§ Given text
The wait list 186, as shown in FIG. 6A, has a compress circuit which packs lines of registers before placing them on the wait list in a similar manner as compress 185 above and includes a register file having a field for a register operand and a ready bit. The ready bit is cleared when a register number is written to the location. The ready bit is set from a logical instruction number log 189 as will be described in conjunction with FIGS. 6A and 6B. The register values are moved onto the compressor 185 and on to the freelist 176 if the ready bit is set and all logically preceding ready bits are set.

As shown in FIG. 6B, the wait list has an additional structure referred to as a logical instruction number log 189a. The logical instruction number log 189a is a register file which has a write port addressed by ascending sequence by a counter and a read port addressed by the tag of an instruction reported from other parts of the processor. For each entry in the register file are the following fields: the logical instruction number field, the destination register operand field a ready bit and a shadow bit status bit. The logical instruction number of all real mapped instructions is written to the register file at the location specified by a write pointer (not shown). Each instruction emerging from the mapper is tagged with the value of the fill pointer as the logical instruction number tag. The tag travels with the instruction to other parts of the processor which may report the tag indicating some status of the instruction. The physical register destination operand if any is also stored with each logical instruction number.

The ready bit in the wait list is cleared when the register is placed on the wait list. There are also ready and shadow bits for the logical instruction number log. These bits are cleared when the logical instruction numbers are placed on the logical instruction number log. The shadow bit is provided to the logic circuit 189b shown and indicates that the current tag was in the shadow of a restart or backup and thus the register in the logical instruction log can be reused.

The wait list can discard registers as a result of restarts but the logical instruction number log does not. The logical instruction number log further has logic 189c to handle instruction tags of trap requests. A MUX is used to select which instruction number is provided to the backup map 188 during a backup, and the logical instruction number is provided from register stack 189a as shown during normal retirement of an instruction. The logical instruction number log is a circular file that is written over if the new location has the ready bit set. If the next location to which the fill pointer will increment in the logical instruction number log does not have the ready bit set the mapping in the mapper is halted.

Normal retirement of an instruction begins when the replay buffer reports the tag of the instruction which is now past it s latest trap or replay time. The tag is reported to the logical instruction number log 184. The tag is applied as an address to the store 189a. The ready bit at this address is set. We also read the logical instruction number, S bit and destination register at this location. The S bit goes to the logic 189b if the S bit is set (=1). The destination register is sent to the compressor 185 and then on to the freelist. If the S bit is 0, the logical instruction number is used to address the wait list to set the ready bit in the wait list. When all previous ready bits in the wait list have been set the register number recorded there will be sent to the compressor 185 and on to the freelist.

§ Tasks for this exercise
1. In the wait-list passage, what happens to the mapping in the mapper when the next location the fill pointer will increment to in the logical instruction number log lacks a set ready bit?
2. Swap "circular file" for "ring buffer" in the wait-list passage, and give everything from "The wait list can" down to "mapper is halted." with that change.

§ Dataset entries
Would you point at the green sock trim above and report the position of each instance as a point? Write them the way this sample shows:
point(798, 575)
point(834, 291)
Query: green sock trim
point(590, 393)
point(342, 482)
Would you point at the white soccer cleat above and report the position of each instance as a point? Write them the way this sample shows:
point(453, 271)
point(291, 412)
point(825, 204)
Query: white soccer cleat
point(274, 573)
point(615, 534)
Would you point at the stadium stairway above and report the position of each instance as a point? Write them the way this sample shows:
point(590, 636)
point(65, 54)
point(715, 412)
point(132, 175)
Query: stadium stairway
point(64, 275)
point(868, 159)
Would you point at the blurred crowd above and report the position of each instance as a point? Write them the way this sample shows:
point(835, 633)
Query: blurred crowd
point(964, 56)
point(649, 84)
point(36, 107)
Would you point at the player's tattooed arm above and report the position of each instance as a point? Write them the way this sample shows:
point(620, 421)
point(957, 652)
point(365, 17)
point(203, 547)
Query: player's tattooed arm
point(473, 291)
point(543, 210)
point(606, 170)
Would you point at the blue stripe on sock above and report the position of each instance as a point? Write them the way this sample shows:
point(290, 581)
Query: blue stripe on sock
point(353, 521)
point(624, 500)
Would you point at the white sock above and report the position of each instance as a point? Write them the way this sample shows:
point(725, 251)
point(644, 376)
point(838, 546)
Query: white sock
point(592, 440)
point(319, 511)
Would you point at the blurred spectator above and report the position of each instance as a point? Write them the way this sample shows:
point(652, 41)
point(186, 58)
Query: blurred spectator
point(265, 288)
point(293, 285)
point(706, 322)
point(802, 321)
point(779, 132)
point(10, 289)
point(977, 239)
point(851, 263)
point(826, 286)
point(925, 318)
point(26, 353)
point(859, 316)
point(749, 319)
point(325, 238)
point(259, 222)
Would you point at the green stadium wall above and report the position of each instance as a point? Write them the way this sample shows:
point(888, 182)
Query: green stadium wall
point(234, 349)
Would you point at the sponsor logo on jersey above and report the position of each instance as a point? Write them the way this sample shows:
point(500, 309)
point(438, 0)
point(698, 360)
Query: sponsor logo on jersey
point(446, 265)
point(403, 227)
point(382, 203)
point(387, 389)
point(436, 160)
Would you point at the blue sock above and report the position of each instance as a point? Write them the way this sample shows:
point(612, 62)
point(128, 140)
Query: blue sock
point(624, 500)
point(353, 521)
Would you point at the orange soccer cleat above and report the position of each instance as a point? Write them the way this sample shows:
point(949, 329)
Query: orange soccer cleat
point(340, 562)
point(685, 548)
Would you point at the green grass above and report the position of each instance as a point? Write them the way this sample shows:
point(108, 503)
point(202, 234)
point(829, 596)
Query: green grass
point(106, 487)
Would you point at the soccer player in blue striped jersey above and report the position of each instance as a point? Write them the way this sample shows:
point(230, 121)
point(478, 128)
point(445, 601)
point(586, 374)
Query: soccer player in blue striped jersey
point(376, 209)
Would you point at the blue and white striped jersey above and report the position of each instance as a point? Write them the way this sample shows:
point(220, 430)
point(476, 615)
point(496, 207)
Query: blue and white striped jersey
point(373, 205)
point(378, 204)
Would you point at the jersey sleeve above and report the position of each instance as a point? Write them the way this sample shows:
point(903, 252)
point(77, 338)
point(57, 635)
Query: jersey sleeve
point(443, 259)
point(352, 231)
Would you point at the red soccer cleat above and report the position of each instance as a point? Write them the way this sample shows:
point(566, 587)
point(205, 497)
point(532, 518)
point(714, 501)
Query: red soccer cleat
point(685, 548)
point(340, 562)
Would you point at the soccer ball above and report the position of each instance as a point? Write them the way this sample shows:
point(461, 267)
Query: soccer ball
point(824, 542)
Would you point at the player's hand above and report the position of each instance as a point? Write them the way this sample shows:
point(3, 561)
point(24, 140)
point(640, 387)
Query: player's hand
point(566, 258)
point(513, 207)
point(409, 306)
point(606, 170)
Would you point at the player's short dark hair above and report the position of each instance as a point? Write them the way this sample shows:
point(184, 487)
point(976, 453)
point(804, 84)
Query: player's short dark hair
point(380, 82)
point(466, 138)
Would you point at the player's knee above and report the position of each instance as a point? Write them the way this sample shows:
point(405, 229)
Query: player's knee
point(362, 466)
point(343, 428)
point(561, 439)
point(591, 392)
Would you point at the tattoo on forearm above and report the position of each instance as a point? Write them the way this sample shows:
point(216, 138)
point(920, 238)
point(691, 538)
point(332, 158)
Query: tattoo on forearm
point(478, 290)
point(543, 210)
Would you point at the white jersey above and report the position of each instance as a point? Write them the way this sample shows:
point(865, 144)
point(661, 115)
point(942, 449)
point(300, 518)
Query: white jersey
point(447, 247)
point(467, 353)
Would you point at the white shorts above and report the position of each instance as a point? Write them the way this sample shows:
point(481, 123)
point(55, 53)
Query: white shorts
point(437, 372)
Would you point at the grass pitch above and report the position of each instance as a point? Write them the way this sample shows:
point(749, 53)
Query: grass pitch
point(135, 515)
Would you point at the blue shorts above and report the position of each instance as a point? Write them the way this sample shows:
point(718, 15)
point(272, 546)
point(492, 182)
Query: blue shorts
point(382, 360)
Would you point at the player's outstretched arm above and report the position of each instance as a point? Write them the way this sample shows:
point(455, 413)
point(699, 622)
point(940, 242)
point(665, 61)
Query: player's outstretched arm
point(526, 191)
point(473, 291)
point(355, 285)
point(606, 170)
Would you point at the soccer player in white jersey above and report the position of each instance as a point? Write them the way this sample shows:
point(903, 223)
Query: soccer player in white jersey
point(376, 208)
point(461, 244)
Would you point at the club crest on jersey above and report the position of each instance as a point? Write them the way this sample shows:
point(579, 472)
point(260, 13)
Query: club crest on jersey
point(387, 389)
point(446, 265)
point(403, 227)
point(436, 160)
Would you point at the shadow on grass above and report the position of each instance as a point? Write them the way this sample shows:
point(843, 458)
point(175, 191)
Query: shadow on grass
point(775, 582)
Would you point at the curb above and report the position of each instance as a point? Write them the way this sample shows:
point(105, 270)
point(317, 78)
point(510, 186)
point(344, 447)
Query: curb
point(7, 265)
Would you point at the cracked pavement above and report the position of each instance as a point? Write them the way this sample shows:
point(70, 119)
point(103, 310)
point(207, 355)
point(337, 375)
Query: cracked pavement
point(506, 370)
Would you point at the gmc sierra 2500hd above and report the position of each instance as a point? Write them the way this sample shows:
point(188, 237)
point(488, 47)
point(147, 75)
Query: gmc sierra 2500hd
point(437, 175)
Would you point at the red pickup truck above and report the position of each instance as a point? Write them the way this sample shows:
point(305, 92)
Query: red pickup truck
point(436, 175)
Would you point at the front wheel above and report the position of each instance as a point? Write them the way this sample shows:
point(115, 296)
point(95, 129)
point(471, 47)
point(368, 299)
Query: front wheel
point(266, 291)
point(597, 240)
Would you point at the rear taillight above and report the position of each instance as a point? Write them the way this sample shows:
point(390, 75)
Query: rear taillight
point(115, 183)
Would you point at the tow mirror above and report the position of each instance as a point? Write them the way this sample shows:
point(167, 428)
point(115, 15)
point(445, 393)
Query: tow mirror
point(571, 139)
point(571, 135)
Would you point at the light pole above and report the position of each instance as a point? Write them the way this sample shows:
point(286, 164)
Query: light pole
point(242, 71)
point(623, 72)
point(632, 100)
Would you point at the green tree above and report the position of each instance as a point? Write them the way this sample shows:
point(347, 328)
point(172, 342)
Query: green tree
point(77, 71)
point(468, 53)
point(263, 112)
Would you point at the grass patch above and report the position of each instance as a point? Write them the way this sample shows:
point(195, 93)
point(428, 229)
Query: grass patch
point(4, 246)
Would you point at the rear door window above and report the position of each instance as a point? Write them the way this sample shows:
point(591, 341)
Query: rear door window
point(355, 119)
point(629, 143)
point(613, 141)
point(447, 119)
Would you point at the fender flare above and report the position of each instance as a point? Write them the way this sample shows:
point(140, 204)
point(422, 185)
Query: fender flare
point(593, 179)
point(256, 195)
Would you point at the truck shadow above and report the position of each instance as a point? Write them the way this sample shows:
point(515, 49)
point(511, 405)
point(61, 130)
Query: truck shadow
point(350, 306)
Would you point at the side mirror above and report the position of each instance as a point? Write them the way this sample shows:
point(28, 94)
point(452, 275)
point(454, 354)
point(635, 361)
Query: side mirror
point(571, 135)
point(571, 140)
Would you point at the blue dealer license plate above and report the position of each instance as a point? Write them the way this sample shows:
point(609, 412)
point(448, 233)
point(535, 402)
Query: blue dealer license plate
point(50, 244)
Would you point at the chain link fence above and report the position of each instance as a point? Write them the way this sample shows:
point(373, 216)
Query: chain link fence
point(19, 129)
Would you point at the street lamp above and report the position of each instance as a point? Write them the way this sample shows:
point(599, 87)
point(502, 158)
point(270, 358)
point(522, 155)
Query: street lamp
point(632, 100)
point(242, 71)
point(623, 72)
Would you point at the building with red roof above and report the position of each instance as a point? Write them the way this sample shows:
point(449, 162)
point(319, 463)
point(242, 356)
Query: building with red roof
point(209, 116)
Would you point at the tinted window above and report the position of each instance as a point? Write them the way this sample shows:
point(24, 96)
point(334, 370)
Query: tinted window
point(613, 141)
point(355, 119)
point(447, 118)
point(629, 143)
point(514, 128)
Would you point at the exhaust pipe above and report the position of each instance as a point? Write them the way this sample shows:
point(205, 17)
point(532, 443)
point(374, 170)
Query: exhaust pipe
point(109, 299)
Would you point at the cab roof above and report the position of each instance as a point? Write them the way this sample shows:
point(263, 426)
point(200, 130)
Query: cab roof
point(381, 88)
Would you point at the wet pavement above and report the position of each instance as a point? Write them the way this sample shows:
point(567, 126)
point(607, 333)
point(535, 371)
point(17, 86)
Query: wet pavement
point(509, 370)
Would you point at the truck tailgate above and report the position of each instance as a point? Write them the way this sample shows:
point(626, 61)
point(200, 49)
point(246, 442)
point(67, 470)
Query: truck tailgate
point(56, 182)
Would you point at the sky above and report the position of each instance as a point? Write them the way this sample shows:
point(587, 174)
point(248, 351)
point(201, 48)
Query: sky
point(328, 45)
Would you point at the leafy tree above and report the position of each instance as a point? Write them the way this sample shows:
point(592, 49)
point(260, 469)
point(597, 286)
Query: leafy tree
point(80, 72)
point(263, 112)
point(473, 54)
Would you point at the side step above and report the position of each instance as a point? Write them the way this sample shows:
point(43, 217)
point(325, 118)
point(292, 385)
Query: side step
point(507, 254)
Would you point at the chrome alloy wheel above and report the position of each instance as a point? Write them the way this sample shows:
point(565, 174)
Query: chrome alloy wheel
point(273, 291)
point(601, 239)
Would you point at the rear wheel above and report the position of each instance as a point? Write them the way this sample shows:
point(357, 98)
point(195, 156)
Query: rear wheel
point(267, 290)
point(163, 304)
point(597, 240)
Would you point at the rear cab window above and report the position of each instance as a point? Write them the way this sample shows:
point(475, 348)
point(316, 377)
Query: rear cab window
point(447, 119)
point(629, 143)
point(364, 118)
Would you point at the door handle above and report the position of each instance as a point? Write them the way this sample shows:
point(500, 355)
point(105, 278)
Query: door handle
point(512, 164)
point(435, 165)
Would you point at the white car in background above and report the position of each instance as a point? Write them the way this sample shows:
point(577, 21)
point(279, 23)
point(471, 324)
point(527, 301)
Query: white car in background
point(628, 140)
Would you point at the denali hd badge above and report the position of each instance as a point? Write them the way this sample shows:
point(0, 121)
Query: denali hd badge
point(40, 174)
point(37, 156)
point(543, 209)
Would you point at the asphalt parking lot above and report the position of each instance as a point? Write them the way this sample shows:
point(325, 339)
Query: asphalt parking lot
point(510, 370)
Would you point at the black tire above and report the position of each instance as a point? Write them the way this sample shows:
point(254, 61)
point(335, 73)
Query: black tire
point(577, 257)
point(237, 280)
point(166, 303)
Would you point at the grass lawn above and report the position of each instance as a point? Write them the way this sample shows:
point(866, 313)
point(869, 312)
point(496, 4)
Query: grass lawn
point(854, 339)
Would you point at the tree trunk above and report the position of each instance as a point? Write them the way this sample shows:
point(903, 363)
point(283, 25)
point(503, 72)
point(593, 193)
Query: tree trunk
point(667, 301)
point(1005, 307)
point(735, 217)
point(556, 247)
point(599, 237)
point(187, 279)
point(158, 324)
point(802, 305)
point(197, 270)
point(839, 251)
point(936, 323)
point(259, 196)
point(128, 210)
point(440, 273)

§ Solved tasks
1. The mapping in the mapper is halted.

2.
The wait list can discard registers as a result of restarts but the logical instruction number log does not. The logical instruction number log further has logic 189c to handle instruction tags of trap requests. A MUX is used to select which instruction number is provided to the backup map 188 during a backup, and the logical instruction number is provided from register stack 189a as shown during normal retirement of an instruction. The logical instruction number log is a ring buffer that is written over if the new location has the ready bit set. If the next location to which the fill pointer will increment in the logical instruction number log does not have the ready bit set the mapping in the mapper is halted.